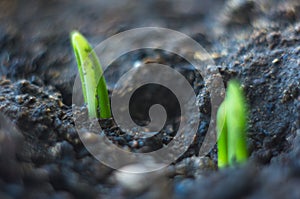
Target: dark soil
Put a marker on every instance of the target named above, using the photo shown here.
(257, 42)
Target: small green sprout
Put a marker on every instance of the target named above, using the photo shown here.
(231, 127)
(95, 92)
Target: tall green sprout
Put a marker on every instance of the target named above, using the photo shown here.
(231, 127)
(94, 92)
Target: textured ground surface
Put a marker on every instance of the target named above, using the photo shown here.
(258, 43)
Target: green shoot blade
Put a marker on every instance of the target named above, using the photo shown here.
(94, 92)
(236, 119)
(222, 136)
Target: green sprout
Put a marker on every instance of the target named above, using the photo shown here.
(231, 127)
(95, 92)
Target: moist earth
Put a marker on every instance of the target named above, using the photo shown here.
(41, 155)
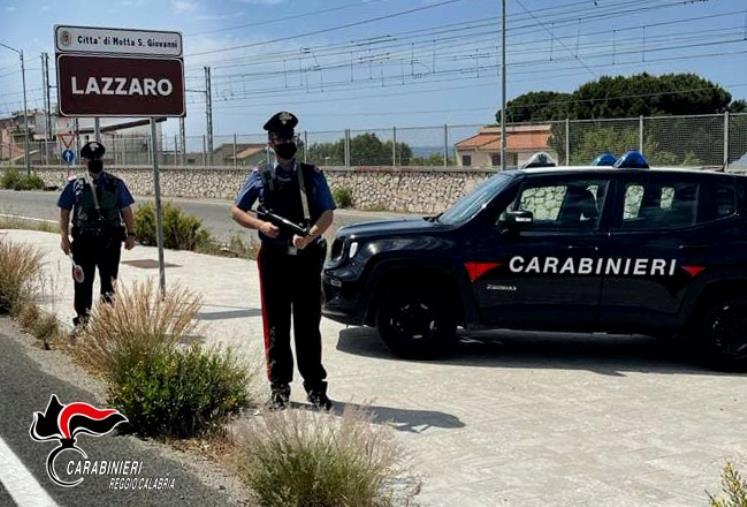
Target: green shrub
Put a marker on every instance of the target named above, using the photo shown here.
(20, 266)
(181, 231)
(300, 458)
(733, 487)
(14, 180)
(343, 197)
(10, 178)
(180, 393)
(30, 182)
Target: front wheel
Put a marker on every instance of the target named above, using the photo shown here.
(725, 333)
(416, 324)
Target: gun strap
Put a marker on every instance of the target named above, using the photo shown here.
(94, 192)
(268, 177)
(304, 196)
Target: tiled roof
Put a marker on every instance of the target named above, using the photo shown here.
(524, 138)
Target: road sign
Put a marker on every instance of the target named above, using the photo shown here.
(86, 39)
(120, 72)
(120, 86)
(68, 156)
(67, 139)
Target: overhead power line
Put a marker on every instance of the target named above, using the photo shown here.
(330, 29)
(289, 18)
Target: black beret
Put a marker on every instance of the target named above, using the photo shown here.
(281, 123)
(92, 150)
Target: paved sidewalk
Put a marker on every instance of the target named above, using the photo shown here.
(510, 419)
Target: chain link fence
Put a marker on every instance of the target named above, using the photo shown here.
(679, 141)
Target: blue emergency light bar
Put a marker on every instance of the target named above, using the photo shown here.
(632, 160)
(605, 159)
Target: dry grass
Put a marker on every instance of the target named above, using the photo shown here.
(135, 327)
(20, 266)
(300, 458)
(734, 489)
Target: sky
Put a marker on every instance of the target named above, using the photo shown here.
(366, 64)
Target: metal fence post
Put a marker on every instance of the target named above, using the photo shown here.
(726, 139)
(394, 147)
(235, 160)
(305, 146)
(567, 141)
(347, 149)
(446, 145)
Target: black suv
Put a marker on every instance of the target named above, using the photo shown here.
(630, 251)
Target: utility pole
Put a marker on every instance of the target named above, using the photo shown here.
(503, 87)
(209, 113)
(26, 147)
(50, 130)
(45, 76)
(182, 140)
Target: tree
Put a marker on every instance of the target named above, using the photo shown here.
(625, 97)
(542, 106)
(365, 149)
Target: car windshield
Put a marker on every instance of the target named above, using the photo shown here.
(466, 207)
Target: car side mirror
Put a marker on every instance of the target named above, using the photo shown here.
(517, 220)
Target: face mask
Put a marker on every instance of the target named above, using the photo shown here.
(285, 150)
(95, 166)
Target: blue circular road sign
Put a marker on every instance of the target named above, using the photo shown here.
(68, 156)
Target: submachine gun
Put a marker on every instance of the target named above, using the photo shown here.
(282, 223)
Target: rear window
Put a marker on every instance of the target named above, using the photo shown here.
(719, 201)
(653, 205)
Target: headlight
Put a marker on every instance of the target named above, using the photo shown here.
(338, 247)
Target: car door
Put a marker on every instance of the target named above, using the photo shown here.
(658, 246)
(543, 275)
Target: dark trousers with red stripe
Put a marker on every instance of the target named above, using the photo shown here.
(91, 252)
(290, 285)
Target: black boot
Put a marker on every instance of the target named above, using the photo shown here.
(317, 396)
(280, 397)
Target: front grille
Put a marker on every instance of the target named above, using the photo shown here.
(337, 249)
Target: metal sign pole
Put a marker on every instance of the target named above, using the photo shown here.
(503, 86)
(159, 216)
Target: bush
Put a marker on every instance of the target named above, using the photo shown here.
(30, 182)
(299, 458)
(180, 393)
(343, 197)
(10, 178)
(734, 488)
(181, 231)
(137, 326)
(14, 180)
(20, 265)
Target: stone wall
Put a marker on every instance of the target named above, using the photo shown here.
(426, 190)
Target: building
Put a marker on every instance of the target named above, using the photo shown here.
(127, 141)
(483, 150)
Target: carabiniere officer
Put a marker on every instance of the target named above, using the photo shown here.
(99, 203)
(289, 265)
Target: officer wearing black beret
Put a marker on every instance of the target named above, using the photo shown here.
(100, 205)
(290, 264)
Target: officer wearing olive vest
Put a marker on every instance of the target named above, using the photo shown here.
(99, 202)
(290, 265)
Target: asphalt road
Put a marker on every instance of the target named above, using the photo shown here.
(25, 389)
(214, 213)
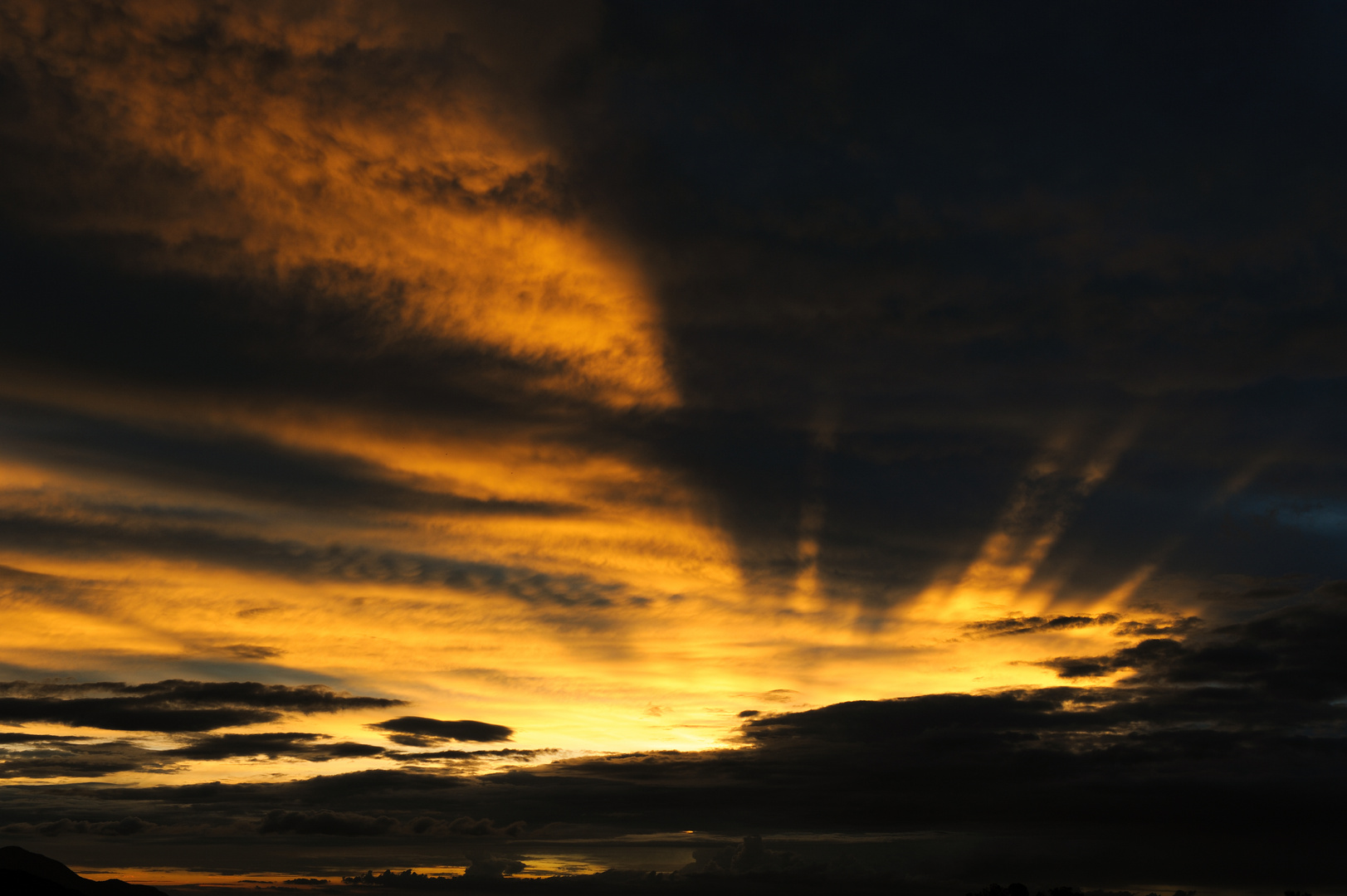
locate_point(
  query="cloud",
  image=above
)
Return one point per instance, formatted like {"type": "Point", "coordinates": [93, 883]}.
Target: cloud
{"type": "Point", "coordinates": [60, 757]}
{"type": "Point", "coordinates": [325, 822]}
{"type": "Point", "coordinates": [171, 705]}
{"type": "Point", "coordinates": [120, 827]}
{"type": "Point", "coordinates": [1033, 624]}
{"type": "Point", "coordinates": [417, 731]}
{"type": "Point", "coordinates": [305, 562]}
{"type": "Point", "coordinates": [311, 748]}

## WORK REQUEST
Take exactly the lines from the one containing "Target: black beret" through the one containing "Target: chain link fence" in the data above, and output them with nothing added.

## OUTPUT BELOW
Target: black beret
Put a marker on every instance of the target named above, using the photo shown here.
(281, 123)
(92, 150)
Target: paved sidewalk
Put a marker on every instance of the target named above, using the photo shown here.
(510, 419)
Target: chain link fence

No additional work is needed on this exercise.